The task » Count every line below containing "image"; state the number only.

Dataset entries »
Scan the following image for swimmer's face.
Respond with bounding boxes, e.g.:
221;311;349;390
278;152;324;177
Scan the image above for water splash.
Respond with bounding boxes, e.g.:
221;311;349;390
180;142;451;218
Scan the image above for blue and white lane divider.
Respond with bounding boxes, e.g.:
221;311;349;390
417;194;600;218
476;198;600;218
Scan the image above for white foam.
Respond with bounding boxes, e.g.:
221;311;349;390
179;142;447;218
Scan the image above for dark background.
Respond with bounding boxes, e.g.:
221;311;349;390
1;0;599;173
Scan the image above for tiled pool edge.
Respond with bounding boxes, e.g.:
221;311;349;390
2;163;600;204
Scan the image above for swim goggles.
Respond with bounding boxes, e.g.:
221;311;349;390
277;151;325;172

Answer section » 7